(Records from a dataset)
++++
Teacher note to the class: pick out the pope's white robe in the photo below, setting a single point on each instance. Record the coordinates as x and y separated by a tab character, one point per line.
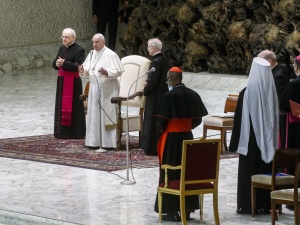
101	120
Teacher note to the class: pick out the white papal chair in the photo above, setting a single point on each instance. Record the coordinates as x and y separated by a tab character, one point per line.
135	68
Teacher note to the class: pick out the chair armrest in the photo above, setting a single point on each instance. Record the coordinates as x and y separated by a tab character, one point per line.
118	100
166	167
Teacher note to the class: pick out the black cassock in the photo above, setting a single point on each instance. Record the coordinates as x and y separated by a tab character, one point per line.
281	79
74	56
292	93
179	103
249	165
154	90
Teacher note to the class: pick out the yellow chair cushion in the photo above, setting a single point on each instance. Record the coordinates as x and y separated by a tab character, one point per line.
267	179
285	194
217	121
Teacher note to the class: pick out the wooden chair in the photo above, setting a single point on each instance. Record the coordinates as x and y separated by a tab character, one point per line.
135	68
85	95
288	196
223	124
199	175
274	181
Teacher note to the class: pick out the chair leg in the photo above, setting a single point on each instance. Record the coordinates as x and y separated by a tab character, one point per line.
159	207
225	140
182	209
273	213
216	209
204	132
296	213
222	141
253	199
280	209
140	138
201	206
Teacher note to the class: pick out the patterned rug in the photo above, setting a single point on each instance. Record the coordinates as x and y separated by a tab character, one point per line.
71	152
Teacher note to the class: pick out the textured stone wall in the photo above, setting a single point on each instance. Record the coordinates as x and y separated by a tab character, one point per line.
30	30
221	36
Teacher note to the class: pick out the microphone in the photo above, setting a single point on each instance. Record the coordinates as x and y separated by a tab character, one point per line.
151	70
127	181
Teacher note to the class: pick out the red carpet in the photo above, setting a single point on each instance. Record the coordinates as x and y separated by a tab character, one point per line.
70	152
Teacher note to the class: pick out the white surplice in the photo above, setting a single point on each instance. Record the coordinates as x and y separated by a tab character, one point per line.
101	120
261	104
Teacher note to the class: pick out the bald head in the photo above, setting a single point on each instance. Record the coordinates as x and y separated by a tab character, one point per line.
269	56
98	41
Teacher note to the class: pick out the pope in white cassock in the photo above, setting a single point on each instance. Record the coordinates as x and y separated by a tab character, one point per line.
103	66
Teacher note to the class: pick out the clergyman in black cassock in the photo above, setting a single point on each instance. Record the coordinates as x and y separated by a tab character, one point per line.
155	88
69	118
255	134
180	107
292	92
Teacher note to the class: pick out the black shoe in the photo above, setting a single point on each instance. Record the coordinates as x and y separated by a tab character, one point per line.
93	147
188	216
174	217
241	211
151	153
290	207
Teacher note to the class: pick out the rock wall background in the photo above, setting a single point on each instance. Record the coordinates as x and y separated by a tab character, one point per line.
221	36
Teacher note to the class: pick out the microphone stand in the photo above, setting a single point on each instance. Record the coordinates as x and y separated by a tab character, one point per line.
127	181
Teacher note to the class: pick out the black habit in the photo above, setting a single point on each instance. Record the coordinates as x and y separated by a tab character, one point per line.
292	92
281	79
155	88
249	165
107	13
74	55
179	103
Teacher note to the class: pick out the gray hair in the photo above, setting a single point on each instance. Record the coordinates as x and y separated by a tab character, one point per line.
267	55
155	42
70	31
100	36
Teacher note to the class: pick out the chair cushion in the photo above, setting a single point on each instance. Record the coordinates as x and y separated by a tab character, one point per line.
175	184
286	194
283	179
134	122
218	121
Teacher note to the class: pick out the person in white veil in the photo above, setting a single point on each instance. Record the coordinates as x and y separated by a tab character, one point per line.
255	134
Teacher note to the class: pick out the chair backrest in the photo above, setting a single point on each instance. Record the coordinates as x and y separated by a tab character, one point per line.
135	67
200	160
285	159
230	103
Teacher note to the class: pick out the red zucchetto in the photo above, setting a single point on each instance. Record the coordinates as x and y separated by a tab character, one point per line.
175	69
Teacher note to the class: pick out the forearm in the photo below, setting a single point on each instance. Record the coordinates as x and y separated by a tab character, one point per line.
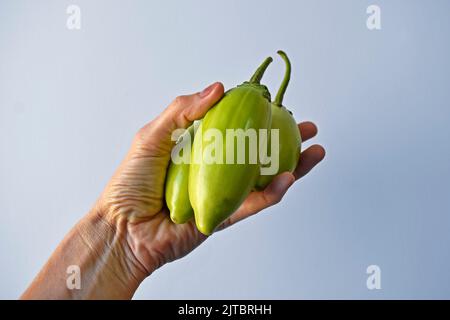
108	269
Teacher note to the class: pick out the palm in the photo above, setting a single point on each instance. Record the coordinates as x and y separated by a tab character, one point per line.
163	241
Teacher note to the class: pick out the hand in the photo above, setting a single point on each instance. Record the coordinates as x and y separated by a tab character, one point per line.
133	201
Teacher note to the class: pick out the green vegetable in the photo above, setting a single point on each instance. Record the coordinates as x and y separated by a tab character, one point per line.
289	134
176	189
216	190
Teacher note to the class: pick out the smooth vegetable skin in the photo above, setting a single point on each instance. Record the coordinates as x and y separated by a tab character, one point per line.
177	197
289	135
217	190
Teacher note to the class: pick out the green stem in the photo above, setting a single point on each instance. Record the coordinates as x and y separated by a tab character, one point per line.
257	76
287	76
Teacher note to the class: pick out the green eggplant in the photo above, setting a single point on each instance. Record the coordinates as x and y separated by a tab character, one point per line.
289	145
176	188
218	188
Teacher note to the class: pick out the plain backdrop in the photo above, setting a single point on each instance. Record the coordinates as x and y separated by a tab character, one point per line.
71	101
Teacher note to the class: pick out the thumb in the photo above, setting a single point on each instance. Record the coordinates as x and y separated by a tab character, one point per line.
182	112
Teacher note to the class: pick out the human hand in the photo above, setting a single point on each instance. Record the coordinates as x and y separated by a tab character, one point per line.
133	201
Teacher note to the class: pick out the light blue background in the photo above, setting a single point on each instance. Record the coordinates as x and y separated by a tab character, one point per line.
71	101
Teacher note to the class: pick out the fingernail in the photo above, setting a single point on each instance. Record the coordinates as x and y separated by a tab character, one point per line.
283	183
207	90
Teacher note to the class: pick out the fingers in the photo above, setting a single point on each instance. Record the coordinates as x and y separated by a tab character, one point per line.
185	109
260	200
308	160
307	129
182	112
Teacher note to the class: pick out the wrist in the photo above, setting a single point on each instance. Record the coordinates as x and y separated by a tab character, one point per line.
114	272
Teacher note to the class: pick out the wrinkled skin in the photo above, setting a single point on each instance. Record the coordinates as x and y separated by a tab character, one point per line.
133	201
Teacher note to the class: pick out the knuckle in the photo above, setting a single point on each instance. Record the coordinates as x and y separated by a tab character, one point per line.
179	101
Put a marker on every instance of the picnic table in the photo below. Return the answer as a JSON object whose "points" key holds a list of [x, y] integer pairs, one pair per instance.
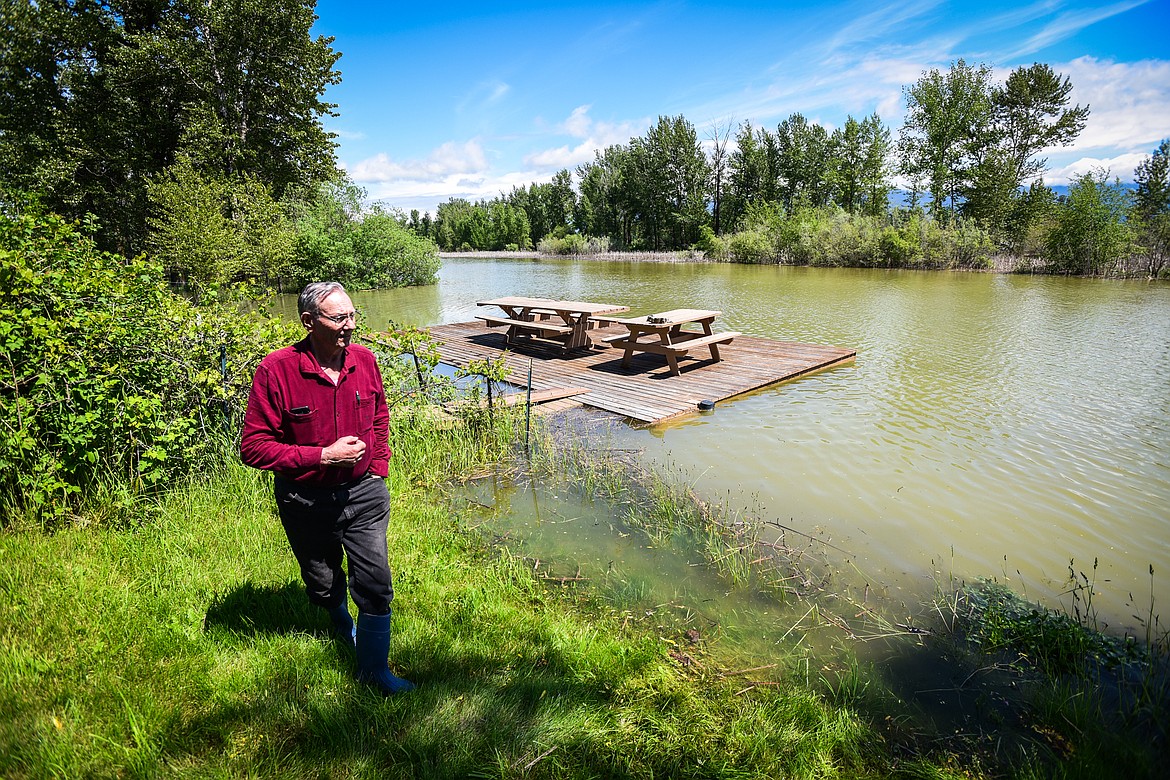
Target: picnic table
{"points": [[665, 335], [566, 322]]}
++++
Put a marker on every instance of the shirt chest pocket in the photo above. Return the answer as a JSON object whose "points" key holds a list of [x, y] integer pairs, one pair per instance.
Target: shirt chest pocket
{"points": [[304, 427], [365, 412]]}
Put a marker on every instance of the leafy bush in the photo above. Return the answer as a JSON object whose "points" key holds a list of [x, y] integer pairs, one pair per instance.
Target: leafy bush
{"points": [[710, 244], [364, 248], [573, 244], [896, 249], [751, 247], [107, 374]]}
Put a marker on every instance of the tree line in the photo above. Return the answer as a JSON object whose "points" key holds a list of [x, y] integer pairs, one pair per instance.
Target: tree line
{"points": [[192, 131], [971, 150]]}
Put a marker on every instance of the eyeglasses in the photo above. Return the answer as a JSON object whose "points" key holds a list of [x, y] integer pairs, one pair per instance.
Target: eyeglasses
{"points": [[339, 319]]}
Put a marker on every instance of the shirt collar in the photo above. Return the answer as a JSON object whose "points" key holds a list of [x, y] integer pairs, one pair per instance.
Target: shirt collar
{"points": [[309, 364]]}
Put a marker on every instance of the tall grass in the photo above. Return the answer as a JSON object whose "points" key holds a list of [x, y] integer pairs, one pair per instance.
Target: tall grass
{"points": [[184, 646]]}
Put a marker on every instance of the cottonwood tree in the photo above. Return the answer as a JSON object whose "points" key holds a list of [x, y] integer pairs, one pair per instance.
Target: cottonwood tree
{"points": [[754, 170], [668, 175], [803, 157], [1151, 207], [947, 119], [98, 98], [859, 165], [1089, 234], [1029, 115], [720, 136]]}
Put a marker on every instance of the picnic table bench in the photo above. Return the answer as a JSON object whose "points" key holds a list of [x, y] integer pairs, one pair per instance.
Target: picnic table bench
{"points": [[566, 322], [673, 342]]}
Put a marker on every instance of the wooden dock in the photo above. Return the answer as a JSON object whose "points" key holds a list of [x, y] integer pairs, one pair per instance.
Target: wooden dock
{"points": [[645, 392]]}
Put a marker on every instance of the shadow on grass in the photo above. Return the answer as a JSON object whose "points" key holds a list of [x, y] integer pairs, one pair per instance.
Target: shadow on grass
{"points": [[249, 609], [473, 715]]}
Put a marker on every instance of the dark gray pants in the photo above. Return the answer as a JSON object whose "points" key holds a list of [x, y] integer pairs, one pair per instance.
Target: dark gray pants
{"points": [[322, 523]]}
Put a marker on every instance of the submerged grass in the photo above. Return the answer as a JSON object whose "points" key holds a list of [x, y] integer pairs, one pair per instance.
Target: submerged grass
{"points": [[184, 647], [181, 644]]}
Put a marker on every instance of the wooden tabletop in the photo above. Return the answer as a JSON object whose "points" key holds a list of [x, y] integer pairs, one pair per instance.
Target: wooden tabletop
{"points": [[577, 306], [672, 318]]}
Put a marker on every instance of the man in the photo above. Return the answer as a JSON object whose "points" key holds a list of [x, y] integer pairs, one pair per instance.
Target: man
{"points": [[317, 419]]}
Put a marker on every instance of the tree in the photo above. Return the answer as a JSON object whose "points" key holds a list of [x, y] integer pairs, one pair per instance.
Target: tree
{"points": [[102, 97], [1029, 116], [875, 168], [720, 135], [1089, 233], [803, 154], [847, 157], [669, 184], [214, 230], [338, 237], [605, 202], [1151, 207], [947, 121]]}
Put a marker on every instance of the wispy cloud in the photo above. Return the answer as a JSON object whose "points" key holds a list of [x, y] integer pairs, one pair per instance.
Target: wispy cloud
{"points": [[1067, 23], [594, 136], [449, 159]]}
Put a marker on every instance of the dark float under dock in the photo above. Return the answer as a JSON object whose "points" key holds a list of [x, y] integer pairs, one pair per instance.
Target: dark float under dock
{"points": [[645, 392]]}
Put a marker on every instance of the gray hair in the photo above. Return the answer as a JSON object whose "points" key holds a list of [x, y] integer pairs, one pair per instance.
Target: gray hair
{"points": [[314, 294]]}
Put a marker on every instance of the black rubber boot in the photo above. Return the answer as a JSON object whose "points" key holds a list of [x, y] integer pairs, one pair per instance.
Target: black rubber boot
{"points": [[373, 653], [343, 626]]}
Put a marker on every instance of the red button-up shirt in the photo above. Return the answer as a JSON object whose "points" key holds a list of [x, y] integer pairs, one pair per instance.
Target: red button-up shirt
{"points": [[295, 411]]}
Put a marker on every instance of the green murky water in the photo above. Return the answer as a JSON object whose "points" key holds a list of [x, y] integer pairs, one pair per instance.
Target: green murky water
++++
● WHAT TO DO:
Those lines above that contain the string "water" should be returned.

● TASK ANSWER:
Put a marker on every instance of the green murky water in the photo above. Return the answer as a JSON object whose "points" key holds a list of [x, y] integer pairs, one pair per instance.
Target: green murky water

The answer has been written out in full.